Records pointing to named objects
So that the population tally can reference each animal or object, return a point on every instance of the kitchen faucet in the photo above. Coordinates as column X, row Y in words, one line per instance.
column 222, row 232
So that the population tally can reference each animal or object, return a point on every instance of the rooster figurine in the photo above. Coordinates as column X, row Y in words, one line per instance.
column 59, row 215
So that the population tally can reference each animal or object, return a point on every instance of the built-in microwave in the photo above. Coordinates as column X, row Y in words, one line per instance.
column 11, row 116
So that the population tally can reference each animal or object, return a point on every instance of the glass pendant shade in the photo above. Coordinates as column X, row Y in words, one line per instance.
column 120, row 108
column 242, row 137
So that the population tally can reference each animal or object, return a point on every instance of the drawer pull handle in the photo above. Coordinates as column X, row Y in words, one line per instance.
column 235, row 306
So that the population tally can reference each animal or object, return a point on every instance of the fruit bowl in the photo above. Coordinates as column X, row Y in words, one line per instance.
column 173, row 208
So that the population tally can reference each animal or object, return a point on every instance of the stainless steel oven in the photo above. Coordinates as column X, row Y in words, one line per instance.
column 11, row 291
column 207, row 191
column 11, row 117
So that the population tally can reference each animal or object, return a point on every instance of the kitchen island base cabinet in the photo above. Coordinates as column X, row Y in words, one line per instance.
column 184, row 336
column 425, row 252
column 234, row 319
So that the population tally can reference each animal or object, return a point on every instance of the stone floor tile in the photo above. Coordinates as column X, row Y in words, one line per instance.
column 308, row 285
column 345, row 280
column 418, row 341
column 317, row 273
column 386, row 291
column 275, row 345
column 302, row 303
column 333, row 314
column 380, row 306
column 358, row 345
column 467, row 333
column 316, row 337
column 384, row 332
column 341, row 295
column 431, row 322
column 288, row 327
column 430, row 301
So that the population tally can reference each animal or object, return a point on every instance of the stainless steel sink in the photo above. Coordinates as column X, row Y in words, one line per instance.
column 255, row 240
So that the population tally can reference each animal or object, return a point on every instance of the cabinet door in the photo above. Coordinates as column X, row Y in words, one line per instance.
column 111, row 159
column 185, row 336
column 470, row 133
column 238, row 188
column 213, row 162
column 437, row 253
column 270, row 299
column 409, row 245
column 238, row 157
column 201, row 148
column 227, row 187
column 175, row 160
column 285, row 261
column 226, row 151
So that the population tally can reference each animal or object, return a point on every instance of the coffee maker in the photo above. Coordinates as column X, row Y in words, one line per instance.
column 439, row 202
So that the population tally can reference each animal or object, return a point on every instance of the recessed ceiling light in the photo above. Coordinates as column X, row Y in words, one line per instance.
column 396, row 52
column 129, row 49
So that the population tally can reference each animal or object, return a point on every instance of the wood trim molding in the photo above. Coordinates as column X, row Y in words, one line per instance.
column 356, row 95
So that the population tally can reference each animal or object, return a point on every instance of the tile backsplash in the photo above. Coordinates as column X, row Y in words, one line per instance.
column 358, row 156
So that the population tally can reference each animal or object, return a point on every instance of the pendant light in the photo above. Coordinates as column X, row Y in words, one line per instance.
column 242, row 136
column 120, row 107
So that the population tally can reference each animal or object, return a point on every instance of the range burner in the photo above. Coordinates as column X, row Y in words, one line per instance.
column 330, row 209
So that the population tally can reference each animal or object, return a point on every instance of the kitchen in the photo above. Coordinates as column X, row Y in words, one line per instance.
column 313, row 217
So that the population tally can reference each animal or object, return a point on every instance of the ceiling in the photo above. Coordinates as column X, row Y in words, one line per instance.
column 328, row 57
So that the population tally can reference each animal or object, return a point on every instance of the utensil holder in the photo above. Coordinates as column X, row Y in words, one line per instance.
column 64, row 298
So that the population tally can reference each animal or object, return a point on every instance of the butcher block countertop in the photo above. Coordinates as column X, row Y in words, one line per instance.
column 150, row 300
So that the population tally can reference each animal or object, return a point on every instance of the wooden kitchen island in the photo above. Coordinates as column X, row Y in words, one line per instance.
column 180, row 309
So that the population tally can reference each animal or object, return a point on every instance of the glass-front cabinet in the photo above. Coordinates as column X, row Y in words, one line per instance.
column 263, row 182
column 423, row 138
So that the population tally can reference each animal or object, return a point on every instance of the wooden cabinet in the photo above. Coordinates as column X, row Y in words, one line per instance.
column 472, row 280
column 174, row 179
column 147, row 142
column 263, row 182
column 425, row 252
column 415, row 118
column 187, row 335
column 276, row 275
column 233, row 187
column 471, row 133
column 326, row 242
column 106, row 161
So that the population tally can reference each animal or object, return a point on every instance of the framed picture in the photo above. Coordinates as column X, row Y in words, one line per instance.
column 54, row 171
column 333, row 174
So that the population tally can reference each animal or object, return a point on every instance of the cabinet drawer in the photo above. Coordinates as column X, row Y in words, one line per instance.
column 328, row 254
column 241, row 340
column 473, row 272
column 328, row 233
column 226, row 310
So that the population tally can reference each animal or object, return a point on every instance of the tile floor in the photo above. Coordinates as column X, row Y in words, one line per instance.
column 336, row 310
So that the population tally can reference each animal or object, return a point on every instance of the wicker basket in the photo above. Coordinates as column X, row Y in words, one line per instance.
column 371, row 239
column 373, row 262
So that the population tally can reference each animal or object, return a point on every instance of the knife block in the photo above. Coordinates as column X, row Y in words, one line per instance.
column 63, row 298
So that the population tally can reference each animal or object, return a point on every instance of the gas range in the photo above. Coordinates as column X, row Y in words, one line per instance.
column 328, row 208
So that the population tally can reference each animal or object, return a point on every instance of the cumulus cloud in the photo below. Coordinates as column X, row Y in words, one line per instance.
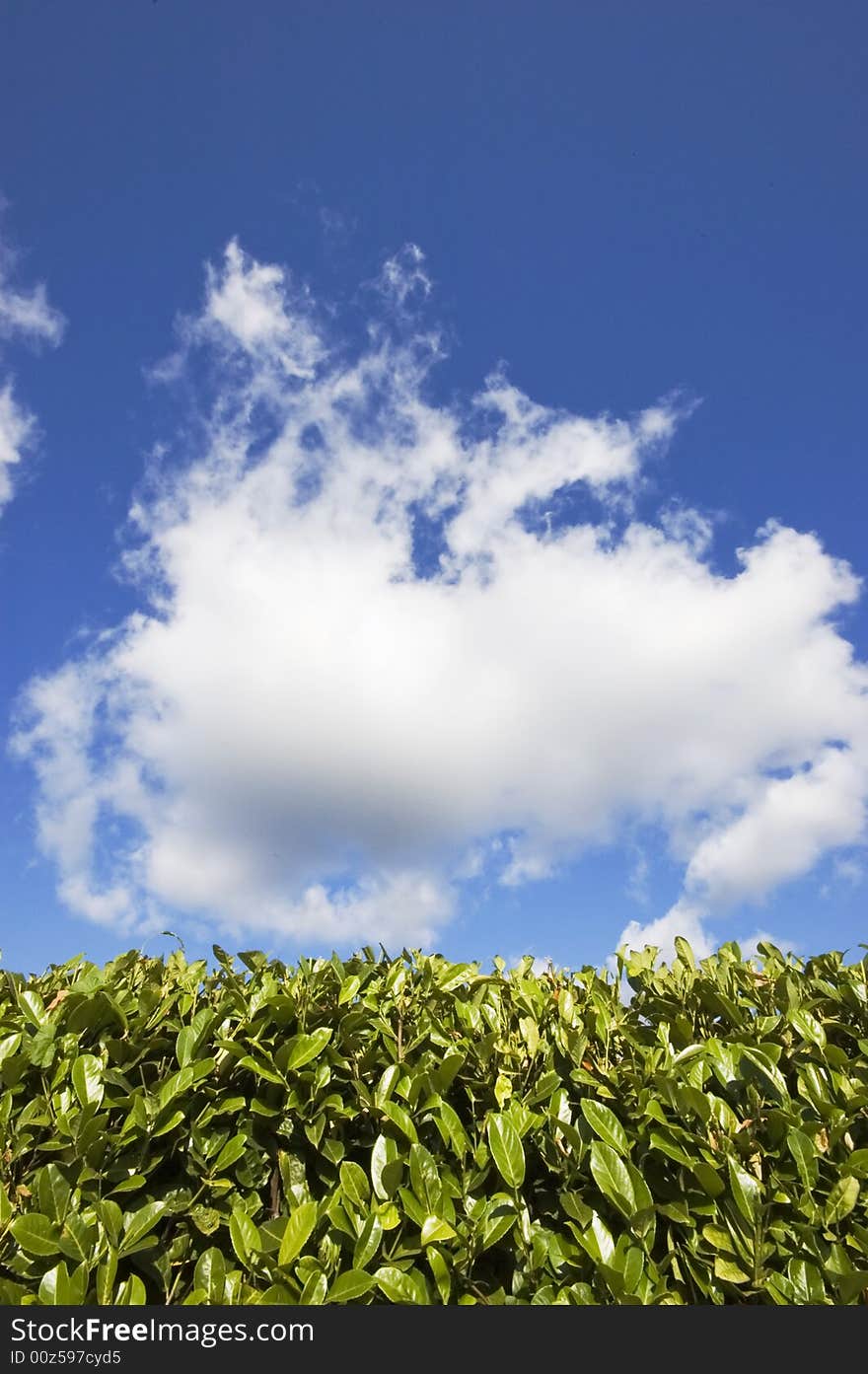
column 29, row 315
column 312, row 730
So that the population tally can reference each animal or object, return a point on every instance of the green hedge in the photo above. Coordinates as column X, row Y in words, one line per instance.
column 416, row 1131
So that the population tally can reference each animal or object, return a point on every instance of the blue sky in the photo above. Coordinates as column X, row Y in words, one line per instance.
column 571, row 296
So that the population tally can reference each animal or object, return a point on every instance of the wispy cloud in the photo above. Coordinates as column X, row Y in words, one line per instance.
column 24, row 314
column 309, row 730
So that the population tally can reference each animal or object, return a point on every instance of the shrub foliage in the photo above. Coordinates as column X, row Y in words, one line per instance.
column 417, row 1131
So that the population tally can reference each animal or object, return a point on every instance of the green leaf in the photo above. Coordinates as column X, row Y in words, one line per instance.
column 132, row 1292
column 36, row 1234
column 368, row 1242
column 139, row 1223
column 347, row 991
column 349, row 1286
column 401, row 1119
column 88, row 1079
column 434, row 1229
column 77, row 1238
column 297, row 1231
column 386, row 1084
column 807, row 1282
column 613, row 1178
column 396, row 1285
column 507, row 1150
column 441, row 1274
column 32, row 1006
column 707, row 1178
column 52, row 1192
column 802, row 1150
column 55, row 1287
column 808, row 1027
column 424, row 1178
column 840, row 1199
column 730, row 1269
column 106, row 1276
column 746, row 1191
column 230, row 1154
column 210, row 1275
column 853, row 1285
column 307, row 1048
column 315, row 1290
column 386, row 1167
column 354, row 1184
column 606, row 1124
column 244, row 1236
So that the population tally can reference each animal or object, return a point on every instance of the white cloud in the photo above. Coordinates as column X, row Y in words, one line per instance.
column 851, row 870
column 21, row 314
column 16, row 433
column 301, row 733
column 691, row 923
column 27, row 312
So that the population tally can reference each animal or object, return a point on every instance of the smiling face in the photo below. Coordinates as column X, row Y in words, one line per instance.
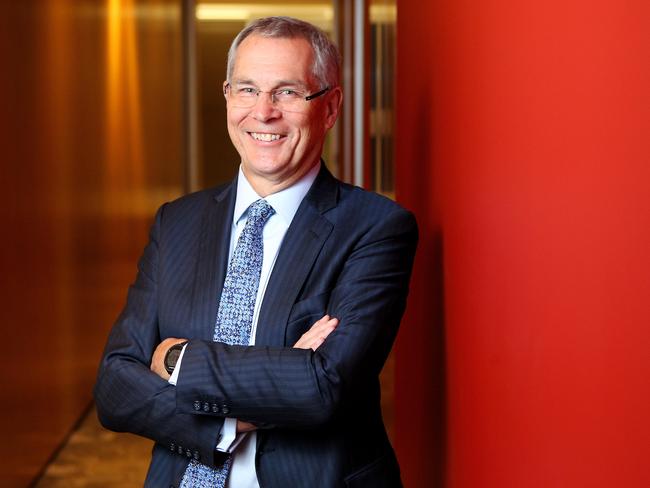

What to produce - Write out the records again, swapping every "population tally" for "species census" and changing nothing else. Omit the pictures.

Response below -
So that the species census can reference each animal or object, return a point on every instance of the kitchen faucet in the photo above. Coordinates as column X, row Y in words, one line per instance.
column 222, row 232
So that the species census can reference each animal or object, return a point on every instance of the rooster figurine in the photo above. Coordinates as column X, row Y in words, one line per instance.
column 59, row 215
So that the species census can reference each animal or object, return a point on every instance of the built-in microwave in the photo above. Coordinates as column X, row Y in words, one line per instance.
column 11, row 116
So that the species census can reference each animal or object, return a point on every instance of the glass pendant shade in the photo above. Coordinates as column X, row Y in words, one line per instance.
column 120, row 108
column 242, row 137
So that the species census can reference each animal or object, return a point on every instance of the drawer pull handle in the photo above. Coordinates as column X, row Y in words, one line per instance.
column 235, row 306
So that the species census can reference each animal or object, return a point on every instance of the fruit bowl in the photo above. Coordinates as column X, row Y in words, one line per instance.
column 173, row 208
So that the species census can reference each animal or object, return a point on every instance of the stainless steel oven in the photo above. Coordinates as column X, row Y in words, one line per instance.
column 11, row 291
column 207, row 191
column 11, row 117
So that the species census can reference each animal or object, return a point on every instance of the kitchen island base cabinet in the photo above. Coordinates as column X, row Y in words, one line per instance.
column 184, row 336
column 425, row 252
column 234, row 319
So that the species census can reference each animal or object, return a point on every instance of the stone floor tile in the photo above. Coordinates as column X, row Y in words, one line per instance.
column 308, row 285
column 345, row 280
column 418, row 341
column 317, row 273
column 386, row 291
column 275, row 345
column 302, row 303
column 333, row 314
column 380, row 306
column 358, row 345
column 467, row 333
column 316, row 337
column 384, row 332
column 341, row 295
column 431, row 322
column 288, row 327
column 430, row 301
So that the species census can reference each animal or object, return a point on every instance of the stainless steel sink in the photo above. Coordinates as column X, row Y in words, one line per instance.
column 255, row 240
So that the species census can reference each animal or object, return a point on every instance of the cabinet door in the photo above. Coordinates as column X, row Y in words, one line per instance.
column 111, row 159
column 185, row 336
column 470, row 133
column 238, row 188
column 213, row 162
column 437, row 253
column 270, row 299
column 409, row 245
column 238, row 157
column 201, row 148
column 227, row 187
column 175, row 160
column 285, row 261
column 226, row 151
So that the species census can reference each animal or object, return a point on every instance of the coffee maker in the photo above. Coordinates as column X, row Y in words, one line per instance.
column 439, row 202
So that the species census can reference each animal or object, return a point on every instance of the recessed ceiling light in the photo above. Coordinates as column X, row Y in words, one line per instance.
column 396, row 52
column 129, row 49
So that the species census can reference each animal or object, return a point on every instance of the wood trim molding in the photo above. Coordinates as column X, row Y in words, one line per instance.
column 356, row 95
So that the species census can reference each animal or object, return a point on every instance of the tile backsplash in the photo above. Coordinates as column X, row Y in words, one line per instance.
column 358, row 156
So that the species census can reference each animal or object, return a point on every instance of the pendant light in the photo above. Coordinates as column X, row Y in words, one line per instance.
column 242, row 136
column 120, row 107
So that the species census can reference each animal or object, return a point on every instance of the range burner in the photo above. Coordinates as column X, row Y in words, one line per instance.
column 330, row 209
So that the species census can reference each animal or object, return a point on every instance of the kitchen in the photo above. Coordinates as column X, row Y in words, one line per instance.
column 313, row 217
So that the species census can reference each animal or object, return a point on every instance of the ceiling in the photo above. Coordinates as column X, row Y in words, one line per instance.
column 328, row 57
So that the species census can reference each animal or object, return a point on every instance of the utensil holder in the photo above. Coordinates as column X, row Y in words, one line per instance.
column 64, row 298
So that the species census can reference each animal or object, return a point on every instance of the butcher block countertop in the photo above. Coordinates as column X, row Y in words, one line per instance.
column 150, row 300
So that the species census can reference each animal or object, return a point on every instance of the wooden kitchen island in the photo above. Coordinates as column X, row Y in words, one line per instance.
column 180, row 309
So that the species census can reference each animal or object, return a point on every instance of the glass-front cabinet in the photo above. Coordinates as column X, row Y in words, one line per instance.
column 263, row 182
column 423, row 138
So that the species census can reference each animal or object, return a point on every instance of the wooden cabinet in the photo above. Coordinates as column X, row Y in words, one line per instance.
column 472, row 280
column 174, row 179
column 147, row 142
column 263, row 182
column 425, row 252
column 415, row 118
column 187, row 335
column 276, row 275
column 233, row 187
column 471, row 133
column 326, row 242
column 106, row 161
So that the species census can reference each animal or object, return a point on every instance of the framed picture in the photo above. Coordinates as column X, row Y in words, one line per instance.
column 54, row 171
column 333, row 174
So that the species census can reference each animal or object, return a point on every instance of the cabinet drawer in the photo above. Coordinates as column X, row Y in words, one line per instance.
column 328, row 254
column 241, row 340
column 473, row 272
column 328, row 233
column 226, row 310
So that the species census can reference each animal or object, return a point on every instance of the tile floor in the photo above. Coordinates as column X, row Y in words, one line per instance.
column 336, row 310
So that the species census can reference each animal or object, return a point on every instance of the wicker basket in the photo above. Coordinates as column X, row Y in words, one line per instance.
column 371, row 239
column 373, row 262
So that the species census can reference each animal or object, return a point on every instance of the knife block in the photo above. Coordinates as column X, row Y in words, one line per instance.
column 63, row 298
So that the species census can reference each animal or object, return a point on every instance of the gas range in the photo above. Coordinates as column X, row Y in words, one line per instance.
column 328, row 208
So that the species census can reference each animal or object, return a point on every instance of the cumulus cloud in the photo below. Coordinates as column X, row Y in words, one line per instance.
column 29, row 315
column 312, row 730
So that the species census can reference each animal or object, return a point on every instance of the green hedge in the photo above. Coordinates as column X, row Y in words, one line per instance.
column 416, row 1131
So that the species census can reference each animal or object, return a point on every instance of the blue sky in the photo above. Coordinates as column X, row Y in words, one line per instance.
column 571, row 296
So that the species census can reference each animal or object, return a point on every instance of the wispy cloud in the photo above. Coordinates as column X, row Y in words, one line per instance.
column 24, row 314
column 309, row 730
So that the species census can reference each animal or object, return a point on every instance of the shrub foliage in the photo above. Coordinates as column X, row Y in words, one line per instance.
column 417, row 1131
So that the species census can reference each animal or object, return a point on every instance of the green leaf in the photo above. Coordinates as column X, row Y in words, one line per instance.
column 132, row 1292
column 36, row 1234
column 368, row 1242
column 139, row 1223
column 347, row 991
column 349, row 1286
column 401, row 1119
column 88, row 1079
column 434, row 1229
column 77, row 1238
column 297, row 1231
column 386, row 1084
column 807, row 1282
column 613, row 1178
column 396, row 1285
column 507, row 1150
column 441, row 1274
column 32, row 1006
column 707, row 1178
column 52, row 1192
column 802, row 1150
column 55, row 1287
column 808, row 1027
column 424, row 1178
column 840, row 1199
column 730, row 1269
column 106, row 1276
column 746, row 1191
column 230, row 1154
column 210, row 1275
column 853, row 1285
column 307, row 1048
column 315, row 1290
column 386, row 1167
column 354, row 1184
column 606, row 1124
column 244, row 1236
So that the species census can reference each animal or object, return a point on every instance of the white cloud in the photo above. Coordinates as column X, row Y in words, one line per instance.
column 851, row 870
column 21, row 314
column 16, row 433
column 301, row 733
column 691, row 923
column 27, row 312
So that the species census can reference each animal or object, return a point on every instance of the smiling face in the photo below. Coordinates as column X, row Y in words, one line per instance.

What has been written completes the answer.